▶ [To-do list]:
A - In the Mexico City travel essay, what does the text say caused the traffic jam that stopped the bus? Answer in one to three sentences.
B - Revise the records so that "wooden" becomes "timber" wherever it occurs, and leave everything else unchanged.

It was late afternoon and we were on the bus bound for nowhere. In a classic Mexico City mash, our driver was facing off with a panel truck, which had turned crossways against a sea of cars.
Years before, looking down upon the madness from a roadside perch was Cuitláhuac, an Aztec leader best known for his valiant, last-ditch stance against the Spanish conqueror Hernán Cortés.
That doomed rally occurred in 1520.
Nearly 500 years later, Cuitláhuac the statue, now oversees impasses of another sort, namely the motorized mosh-pits on tree-lined Paseo de Reforma. Today's traffic jam, by turn, is the direct result of a political protest blocking part of the main thoroughfare. This tactic for getting attention and boosting official blood pressures is legal in Mexico City and subsequently quite popular.
But for us, it had the curious effect of installing our bus squarely before a banner that referred—and none too warmly—to our own stomping grounds. "Repudio a la Ley Anti-immigrante de Arizona," the banner read. Which essentially translates to: "Repudiate Arizona's Anti-Immigration Law."
So it was that we had endured three airports, a hair-raising cab ride and smoke-belching busses, all for a 12-day respite from the ugliness of Arizona politics. Unfortunately, it seemed that Arizona was not so easily shed.
That's not to say that Mexico isn't preoccupied with a few problems of its own. Mexican tabloids have a striking lust for gore, and newsstands are a crimson riot of severed heads, twisted limbs and bullet-ravaged bodies. Yet rarely do you read that this narco-savagery is largely driven by America's appetite for altered states.
But while the mechanics of supply and demand don't make for snappy headlines, they do comprise a constant discussion in this sophisticated and chaotic city. That's why the spirit behind SB 1070, our new state law granting police broad powers to combat illegal immigration, strikes many here as a touch ironic.
I was told as much earlier that day by Enrique Peralta, a genial security guard at downtown's Diego Rivera Mural Museum. "I think the Arizona law is a little bit racist," said the 45-year-old father of two who has laid carpet in Colorado and built houses in California. His current residence in Mexico City proves an important point: "Mexicans don't go to the United States for life, or to create problems," he said. "They just go there to work."

▶ [Dataset rows]:
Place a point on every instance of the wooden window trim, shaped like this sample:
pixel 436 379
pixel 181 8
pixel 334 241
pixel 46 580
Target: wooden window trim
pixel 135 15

▶ [Solved tasks]:
A - The jam was the direct result of a political protest blocking part of Paseo de Reforma, the main thoroughfare. The text notes that this tactic is legal in Mexico City and quite popular.

B -
Place a point on every instance of the timber window trim, shaped like this sample:
pixel 436 379
pixel 181 8
pixel 334 241
pixel 46 580
Target: timber window trim
pixel 135 15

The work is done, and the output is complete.